### Given request
Return each line below that contains the word "separate". Case counts.

◆ ◆ ◆

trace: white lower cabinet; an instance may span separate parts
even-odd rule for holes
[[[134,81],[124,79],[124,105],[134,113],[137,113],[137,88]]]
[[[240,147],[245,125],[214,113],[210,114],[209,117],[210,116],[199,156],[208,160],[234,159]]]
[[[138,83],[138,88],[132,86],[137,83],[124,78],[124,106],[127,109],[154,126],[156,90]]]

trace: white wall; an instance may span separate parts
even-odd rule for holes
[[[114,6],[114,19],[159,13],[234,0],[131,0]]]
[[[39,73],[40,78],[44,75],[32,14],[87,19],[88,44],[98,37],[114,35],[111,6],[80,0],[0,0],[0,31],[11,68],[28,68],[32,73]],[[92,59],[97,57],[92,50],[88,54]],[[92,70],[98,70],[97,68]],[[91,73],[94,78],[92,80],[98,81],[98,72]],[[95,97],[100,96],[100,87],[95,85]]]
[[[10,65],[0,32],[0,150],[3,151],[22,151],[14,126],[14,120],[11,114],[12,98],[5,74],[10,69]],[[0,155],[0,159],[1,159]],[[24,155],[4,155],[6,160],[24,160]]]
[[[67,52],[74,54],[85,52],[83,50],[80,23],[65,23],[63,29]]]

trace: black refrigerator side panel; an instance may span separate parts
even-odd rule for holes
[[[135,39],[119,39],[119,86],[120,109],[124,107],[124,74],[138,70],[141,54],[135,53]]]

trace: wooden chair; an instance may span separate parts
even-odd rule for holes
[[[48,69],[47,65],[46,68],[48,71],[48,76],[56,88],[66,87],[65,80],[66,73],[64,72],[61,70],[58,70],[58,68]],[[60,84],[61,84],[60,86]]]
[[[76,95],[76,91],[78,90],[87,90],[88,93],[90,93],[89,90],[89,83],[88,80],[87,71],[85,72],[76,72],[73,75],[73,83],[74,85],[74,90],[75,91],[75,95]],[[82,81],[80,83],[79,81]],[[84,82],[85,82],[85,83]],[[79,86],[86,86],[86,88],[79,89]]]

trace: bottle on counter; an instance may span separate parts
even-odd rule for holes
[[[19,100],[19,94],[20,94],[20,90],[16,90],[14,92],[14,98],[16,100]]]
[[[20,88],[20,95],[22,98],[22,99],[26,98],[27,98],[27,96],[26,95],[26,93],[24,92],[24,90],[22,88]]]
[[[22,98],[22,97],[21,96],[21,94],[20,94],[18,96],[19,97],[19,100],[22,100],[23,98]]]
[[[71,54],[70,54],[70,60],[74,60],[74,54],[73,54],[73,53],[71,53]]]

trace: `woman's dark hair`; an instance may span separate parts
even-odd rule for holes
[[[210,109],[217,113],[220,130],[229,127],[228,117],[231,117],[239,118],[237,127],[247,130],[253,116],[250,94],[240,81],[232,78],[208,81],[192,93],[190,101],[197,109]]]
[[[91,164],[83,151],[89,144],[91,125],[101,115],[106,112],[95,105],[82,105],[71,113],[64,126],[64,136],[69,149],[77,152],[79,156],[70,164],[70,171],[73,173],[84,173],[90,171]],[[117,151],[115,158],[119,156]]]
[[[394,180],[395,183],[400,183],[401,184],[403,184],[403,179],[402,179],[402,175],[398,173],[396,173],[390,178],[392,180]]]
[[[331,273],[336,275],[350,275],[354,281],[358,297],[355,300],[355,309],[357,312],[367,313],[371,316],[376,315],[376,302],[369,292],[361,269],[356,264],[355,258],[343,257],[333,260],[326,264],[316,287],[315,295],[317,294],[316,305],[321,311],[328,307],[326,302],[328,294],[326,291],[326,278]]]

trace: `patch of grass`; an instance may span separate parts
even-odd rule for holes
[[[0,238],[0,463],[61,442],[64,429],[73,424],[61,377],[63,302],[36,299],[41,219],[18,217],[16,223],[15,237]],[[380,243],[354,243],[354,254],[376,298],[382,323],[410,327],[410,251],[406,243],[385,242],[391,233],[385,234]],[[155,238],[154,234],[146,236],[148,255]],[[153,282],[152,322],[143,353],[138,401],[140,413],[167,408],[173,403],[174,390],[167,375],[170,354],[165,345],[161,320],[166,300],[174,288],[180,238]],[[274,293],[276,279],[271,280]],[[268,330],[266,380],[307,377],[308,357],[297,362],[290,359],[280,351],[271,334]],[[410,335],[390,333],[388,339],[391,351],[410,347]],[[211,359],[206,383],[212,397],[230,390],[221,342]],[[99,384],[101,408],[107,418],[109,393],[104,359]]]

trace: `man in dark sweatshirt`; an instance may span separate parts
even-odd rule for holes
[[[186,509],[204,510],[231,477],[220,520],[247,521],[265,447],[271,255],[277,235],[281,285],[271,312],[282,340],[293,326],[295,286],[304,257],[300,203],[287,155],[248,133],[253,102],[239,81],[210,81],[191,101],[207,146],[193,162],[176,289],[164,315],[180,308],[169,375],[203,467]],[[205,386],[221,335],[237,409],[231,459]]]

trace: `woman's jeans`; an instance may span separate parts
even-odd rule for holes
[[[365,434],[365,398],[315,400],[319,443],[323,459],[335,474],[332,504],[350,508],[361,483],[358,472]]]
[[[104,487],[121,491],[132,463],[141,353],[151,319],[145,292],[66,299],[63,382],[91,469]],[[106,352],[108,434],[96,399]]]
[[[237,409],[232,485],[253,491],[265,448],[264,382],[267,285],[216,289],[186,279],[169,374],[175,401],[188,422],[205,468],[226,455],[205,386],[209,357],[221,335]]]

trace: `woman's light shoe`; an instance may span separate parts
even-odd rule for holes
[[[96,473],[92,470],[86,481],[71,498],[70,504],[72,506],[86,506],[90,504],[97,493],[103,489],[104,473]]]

◆ ◆ ◆

### Finished task
trace: white lower cabinet; an instance may span separate parts
trace: white wall; an instance may span separate parts
trace: black refrigerator side panel; an instance may span separate parts
trace: wooden chair; an instance may span separate parts
trace: bottle on counter; an instance may span separate parts
trace: `woman's dark hair`; an instance may span separate parts
trace: `patch of grass`; an instance may span separate parts
trace: `man in dark sweatshirt`; an instance may span separate parts
trace: `woman's jeans`; an instance may span separate parts
trace: `woman's light shoe`; an instance may span separate parts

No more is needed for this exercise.